** Begin **
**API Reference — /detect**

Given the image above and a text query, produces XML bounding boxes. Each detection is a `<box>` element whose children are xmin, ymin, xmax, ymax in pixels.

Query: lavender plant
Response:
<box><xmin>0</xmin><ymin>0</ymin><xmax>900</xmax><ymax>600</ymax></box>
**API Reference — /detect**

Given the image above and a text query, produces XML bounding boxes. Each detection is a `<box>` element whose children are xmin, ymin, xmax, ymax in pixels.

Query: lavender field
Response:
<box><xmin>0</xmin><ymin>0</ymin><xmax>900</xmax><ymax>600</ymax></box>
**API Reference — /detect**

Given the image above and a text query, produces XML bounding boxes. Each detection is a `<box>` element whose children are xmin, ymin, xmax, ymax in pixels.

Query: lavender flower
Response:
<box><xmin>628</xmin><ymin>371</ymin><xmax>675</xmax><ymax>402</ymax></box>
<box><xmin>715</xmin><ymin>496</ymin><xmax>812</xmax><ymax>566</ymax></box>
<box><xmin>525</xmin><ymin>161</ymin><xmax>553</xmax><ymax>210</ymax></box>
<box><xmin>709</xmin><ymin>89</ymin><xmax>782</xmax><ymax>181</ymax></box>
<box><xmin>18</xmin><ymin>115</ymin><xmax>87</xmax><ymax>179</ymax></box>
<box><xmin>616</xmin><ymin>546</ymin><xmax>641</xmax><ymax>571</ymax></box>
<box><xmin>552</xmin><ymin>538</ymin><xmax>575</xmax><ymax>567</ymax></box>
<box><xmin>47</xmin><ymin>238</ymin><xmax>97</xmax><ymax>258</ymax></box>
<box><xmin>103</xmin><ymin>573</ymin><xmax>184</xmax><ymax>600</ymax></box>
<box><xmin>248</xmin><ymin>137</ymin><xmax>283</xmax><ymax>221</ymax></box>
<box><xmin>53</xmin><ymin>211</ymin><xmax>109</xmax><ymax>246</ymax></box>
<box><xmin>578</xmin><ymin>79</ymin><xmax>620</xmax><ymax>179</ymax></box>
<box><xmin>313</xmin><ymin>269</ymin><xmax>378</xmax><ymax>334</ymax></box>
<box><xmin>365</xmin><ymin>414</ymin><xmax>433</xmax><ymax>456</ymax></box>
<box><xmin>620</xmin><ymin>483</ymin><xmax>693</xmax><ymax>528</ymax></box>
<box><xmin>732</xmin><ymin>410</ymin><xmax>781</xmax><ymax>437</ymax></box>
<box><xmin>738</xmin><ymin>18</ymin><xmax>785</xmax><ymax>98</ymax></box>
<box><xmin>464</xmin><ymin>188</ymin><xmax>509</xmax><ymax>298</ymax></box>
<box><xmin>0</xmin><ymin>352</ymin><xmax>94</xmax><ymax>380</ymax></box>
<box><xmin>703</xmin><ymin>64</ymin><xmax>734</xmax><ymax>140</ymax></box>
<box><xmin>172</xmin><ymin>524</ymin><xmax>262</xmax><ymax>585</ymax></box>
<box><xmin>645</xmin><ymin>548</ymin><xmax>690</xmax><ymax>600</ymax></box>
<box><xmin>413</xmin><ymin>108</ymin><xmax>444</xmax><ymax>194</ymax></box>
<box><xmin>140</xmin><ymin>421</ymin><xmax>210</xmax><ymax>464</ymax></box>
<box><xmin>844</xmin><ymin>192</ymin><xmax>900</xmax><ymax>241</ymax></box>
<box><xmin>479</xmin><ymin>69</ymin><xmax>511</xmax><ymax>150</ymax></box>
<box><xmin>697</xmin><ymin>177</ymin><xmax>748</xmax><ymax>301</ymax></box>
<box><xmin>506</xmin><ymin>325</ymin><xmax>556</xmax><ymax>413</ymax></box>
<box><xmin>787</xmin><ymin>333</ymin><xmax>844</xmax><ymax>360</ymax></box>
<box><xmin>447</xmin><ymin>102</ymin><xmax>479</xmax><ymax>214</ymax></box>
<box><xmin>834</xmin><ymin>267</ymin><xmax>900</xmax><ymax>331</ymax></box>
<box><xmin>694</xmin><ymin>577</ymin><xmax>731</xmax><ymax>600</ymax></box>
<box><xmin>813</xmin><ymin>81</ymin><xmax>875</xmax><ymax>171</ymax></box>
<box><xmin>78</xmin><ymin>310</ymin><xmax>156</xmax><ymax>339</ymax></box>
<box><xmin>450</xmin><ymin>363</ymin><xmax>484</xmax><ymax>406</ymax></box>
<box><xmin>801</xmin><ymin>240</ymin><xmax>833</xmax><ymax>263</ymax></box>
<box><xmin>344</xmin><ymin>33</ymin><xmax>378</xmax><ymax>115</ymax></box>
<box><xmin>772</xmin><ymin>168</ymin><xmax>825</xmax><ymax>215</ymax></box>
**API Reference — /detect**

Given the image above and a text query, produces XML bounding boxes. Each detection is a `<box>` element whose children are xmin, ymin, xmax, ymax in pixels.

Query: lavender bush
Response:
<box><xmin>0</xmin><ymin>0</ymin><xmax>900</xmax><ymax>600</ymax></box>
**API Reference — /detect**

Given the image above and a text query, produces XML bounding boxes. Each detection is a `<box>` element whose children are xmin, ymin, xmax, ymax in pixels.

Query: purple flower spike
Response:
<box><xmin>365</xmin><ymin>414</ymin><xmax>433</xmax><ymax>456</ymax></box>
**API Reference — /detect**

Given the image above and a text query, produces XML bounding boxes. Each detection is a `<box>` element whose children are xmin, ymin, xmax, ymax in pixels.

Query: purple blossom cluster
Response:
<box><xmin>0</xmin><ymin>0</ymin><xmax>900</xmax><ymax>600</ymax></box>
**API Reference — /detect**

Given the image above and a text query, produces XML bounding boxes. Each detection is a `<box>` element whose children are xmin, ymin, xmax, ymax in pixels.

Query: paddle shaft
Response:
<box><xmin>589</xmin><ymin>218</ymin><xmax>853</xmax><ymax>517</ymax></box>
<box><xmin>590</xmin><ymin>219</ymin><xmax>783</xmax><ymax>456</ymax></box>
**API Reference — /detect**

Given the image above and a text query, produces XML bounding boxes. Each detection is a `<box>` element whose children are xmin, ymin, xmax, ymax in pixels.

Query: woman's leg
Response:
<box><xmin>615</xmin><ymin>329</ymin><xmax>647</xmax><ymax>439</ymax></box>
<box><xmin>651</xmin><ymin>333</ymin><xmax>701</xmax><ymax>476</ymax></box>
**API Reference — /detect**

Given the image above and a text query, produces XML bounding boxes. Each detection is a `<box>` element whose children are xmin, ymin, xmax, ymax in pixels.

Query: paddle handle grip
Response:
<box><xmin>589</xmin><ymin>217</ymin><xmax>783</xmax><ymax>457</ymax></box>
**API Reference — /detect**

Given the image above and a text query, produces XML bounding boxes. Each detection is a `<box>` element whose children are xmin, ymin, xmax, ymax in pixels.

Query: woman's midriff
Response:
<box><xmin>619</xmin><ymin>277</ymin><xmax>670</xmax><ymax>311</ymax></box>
** End **
* [REQUIRED WORK]: Which lines of the material contain the word "purple"? Identify each one and copy it in full.

* [WRITTEN SOLUTION]:
Query: purple flower spike
Query: purple blossom cluster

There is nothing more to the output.